» Text provided
────────────────────

These changes are due to the impact of the minimum energy efficiency standards (MEES) coming into force. The industry has been aware of these changes for quite some time, but many commercial property owners may still be unaware and unprepared for the impact of the MEES changes.

Despite the Brexit vote, we aren’t avoiding the impact of the EU Directive and MEES is an example where this is a European directive. Appearing in Chapter Two of the Energy Act 2011, it is designed to improve the energy efficiency of buildings in the commercial rented sector in England and Wales. So from 1 April it becomes unlawful for any landlord of commercial premises to let property that falls below a certain level of energy efficiency.



Energy efficiency is measured by the Energy Performance Certificate. Much like when you buy a new appliance such as a fridge, they are rated A to G, with A being the highest rating and the most efficient.

After 1 April 2018, a property with an EPC rating below an E will not be able to be let without complying with scheduled improvement works to improve the rating. From 1 April 2018 this applies to any new leases granted, including the extension or renewal of an existing lease, and from 1 April 2023 it will apply to all existing leases.

So if a SIPP or SSAS holds a property with an F or G rating and lets it, they will be in breach of the regulations. While the lease will still be valid and legally binding, the landlord will risk substantial financial penalties and being ‘named and shamed’ on a publicly accessible register.

────────────────────

» Challenge 1
Answer these questions from the text on energy efficiency standards for commercial property:
(a) In which chapter of which Act do the standards appear?
(b) What range of ratings does the Energy Performance Certificate use, and which rating is the most efficient?
(c) From what date will the rule apply to all existing leases?
» Challenge 2
Continue the text on energy efficiency standards for commercial property from the point where it ends.
The listing that comes next has no part in this work.

(Dataset excerpt)
────────────────────

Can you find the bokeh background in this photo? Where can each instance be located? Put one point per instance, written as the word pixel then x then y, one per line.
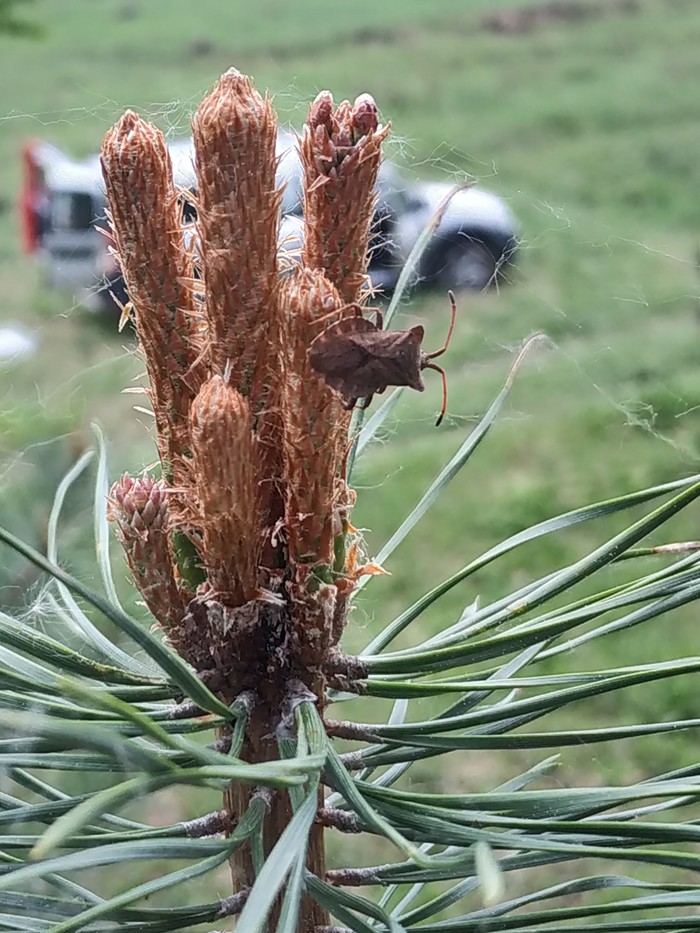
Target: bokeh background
pixel 583 114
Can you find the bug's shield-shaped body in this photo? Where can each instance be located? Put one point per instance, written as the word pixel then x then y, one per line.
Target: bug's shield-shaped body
pixel 357 359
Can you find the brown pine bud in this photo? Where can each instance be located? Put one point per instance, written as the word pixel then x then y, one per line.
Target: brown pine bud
pixel 146 221
pixel 340 154
pixel 315 423
pixel 235 135
pixel 225 463
pixel 139 508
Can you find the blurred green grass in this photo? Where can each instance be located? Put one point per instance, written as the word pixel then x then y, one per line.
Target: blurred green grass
pixel 588 128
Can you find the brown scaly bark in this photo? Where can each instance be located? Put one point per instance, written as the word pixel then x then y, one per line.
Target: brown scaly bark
pixel 243 550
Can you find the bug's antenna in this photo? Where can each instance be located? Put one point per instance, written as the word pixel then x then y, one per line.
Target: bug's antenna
pixel 436 353
pixel 439 369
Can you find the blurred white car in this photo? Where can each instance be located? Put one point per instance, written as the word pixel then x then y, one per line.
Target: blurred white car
pixel 63 203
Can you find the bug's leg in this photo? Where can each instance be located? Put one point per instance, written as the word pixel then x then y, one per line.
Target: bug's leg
pixel 323 322
pixel 439 369
pixel 436 353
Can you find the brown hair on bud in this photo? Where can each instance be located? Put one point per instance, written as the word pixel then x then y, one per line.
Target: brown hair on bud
pixel 235 137
pixel 340 153
pixel 224 476
pixel 139 509
pixel 146 218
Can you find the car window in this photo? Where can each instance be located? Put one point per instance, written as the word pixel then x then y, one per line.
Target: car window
pixel 72 210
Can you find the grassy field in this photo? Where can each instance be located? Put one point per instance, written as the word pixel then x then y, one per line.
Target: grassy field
pixel 587 126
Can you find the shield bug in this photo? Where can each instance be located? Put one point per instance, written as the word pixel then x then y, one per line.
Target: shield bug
pixel 358 359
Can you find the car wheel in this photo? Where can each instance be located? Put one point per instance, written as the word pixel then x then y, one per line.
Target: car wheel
pixel 466 263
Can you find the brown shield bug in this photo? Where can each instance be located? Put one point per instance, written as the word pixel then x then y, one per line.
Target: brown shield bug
pixel 358 359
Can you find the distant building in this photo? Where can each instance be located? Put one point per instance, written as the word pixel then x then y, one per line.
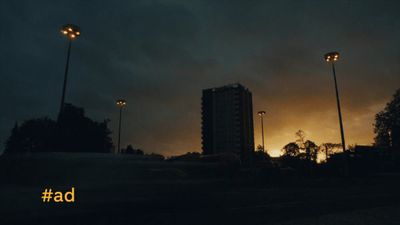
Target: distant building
pixel 227 121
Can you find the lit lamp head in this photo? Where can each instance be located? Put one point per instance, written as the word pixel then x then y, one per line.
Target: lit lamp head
pixel 261 113
pixel 71 31
pixel 121 103
pixel 331 56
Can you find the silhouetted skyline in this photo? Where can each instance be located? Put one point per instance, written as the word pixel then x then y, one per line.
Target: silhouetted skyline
pixel 159 56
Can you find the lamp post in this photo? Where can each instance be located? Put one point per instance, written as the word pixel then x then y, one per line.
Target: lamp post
pixel 261 114
pixel 71 32
pixel 332 57
pixel 121 103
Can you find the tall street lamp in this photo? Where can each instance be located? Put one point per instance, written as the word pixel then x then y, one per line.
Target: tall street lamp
pixel 261 114
pixel 121 103
pixel 71 32
pixel 331 58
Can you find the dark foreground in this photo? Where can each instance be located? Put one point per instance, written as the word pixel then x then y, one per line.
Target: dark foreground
pixel 123 190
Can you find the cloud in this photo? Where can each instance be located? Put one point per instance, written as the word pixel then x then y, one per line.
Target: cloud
pixel 159 55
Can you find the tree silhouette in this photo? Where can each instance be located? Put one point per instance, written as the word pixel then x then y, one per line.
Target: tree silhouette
pixel 311 150
pixel 74 132
pixel 291 149
pixel 387 124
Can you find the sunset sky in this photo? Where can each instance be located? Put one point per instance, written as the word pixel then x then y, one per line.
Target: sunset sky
pixel 159 55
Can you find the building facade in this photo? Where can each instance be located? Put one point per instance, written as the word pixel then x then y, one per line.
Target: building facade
pixel 227 121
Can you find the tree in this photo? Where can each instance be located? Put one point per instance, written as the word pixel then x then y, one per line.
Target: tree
pixel 311 150
pixel 74 132
pixel 291 149
pixel 32 136
pixel 387 123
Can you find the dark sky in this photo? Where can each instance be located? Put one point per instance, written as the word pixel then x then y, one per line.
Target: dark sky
pixel 159 55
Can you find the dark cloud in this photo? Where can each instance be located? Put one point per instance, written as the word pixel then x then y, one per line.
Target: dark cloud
pixel 159 55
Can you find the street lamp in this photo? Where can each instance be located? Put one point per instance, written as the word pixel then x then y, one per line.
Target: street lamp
pixel 71 32
pixel 261 114
pixel 121 103
pixel 332 57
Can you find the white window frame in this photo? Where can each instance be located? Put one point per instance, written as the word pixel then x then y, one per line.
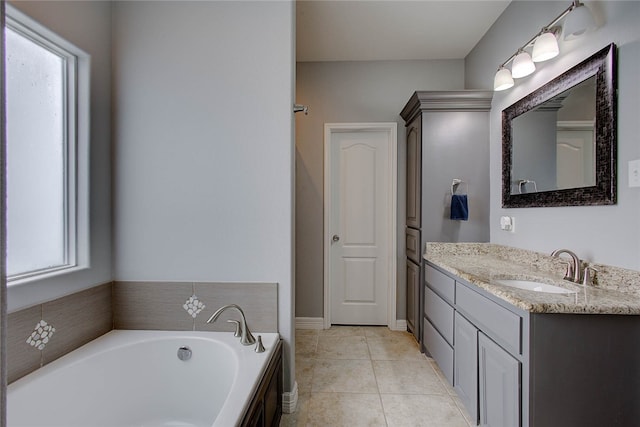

────────────────────

» Right answer 1
(a) Chapter Two of the Energy Act 2011.
(b) A to G, with A the most efficient.
(c) 1 April 2023.

» Right answer 2
As diligent administrators, it is important to ensure that all SIPP and SSAS members are made aware of the potential issues and if an issue arises that it is dealt with to ensure no risk to their scheme. It is important to check the EPC rating of the building and consider the EPC recommendation report. If the rating is F or G the member should let the administrator know and keep them updated on any action taken. Works will need to be undertaken at the cost of the scheme to bring the building up to the required minimum standard.

If the scheme is looking to purchase a new property, this needs to be thought through carefully if the rating is low as administrators may refuse to accept it due to the financial risks and impact on any future saleability, capital and rental value of the property.
The MEES are a bit of a minefield but working with the client and adviser it can be navigated.